§ COMPLETE THE FOLLOWING
• A. Output the email thread verbatim from "2017-07-12 Thread HLL" to "a weak signal.".
• B. In the email thread, condense the paragraph beginning "I guess it was, distance was around" into a short bulleted list that keeps its main facts.
• C. Answer these questions using the email thread, one answer per line, marked to match:
(i) On what frequency was this capture taken?
(ii) What maximum power does the quoted message give for the device?
(iii) Which antenna was used?

╭─ SELECTED PASSAGE

2017-07-12 Thread HLL
On Wed, Jul 12, 2017 at 1:56 AM, Cinaed Simson 
wrote:
>
> It seems odd that a device with a maximum power 116 dBm would have such
> a weak signal.
>
As I mentioned earlier, I'm not really sure what is the frequency of the
device is, I just scanned the 300 + area and I found a few that correlate
with the device transmission
This one was taken on 440.15M; I Also have another similar capture,
captured at 419.562M

>
> Maybe the antenna was to close? The distance of the receiving antenna
> was roughly 0.1 of the carrier wavelength from transmitting antenna.
>
I guess it was, distance was around 8-15 cm or so, as the wavelength is
68.15cm, When capturing I didn't considered it (or even known it is a
factor)
The antenna used is the stock RTL SDR one.

If you can recommend some hackish (DIY or even retail) antenna to better
receive that signal that would be grate.

╰─
╭─ SUPPLIED DATA

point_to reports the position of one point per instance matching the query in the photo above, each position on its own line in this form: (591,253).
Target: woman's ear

╰─

§ SOLVED TASKS
• A.
2017-07-12 Thread HLL
On Wed, Jul 12, 2017 at 1:56 AM, Cinaed Simson 
wrote:
>
> It seems odd that a device with a maximum power 116 dBm would have such
> a weak signal.

• B.
- The distance was about 8–15 cm.
- The wavelength is 68.15 cm.
- The writer didn't consider distance, or know it was a factor, when capturing.
- The antenna used was the stock RTL SDR one.

• C.
(i) 440.15M
(ii) 116 dBm
(iii) The stock RTL SDR antenna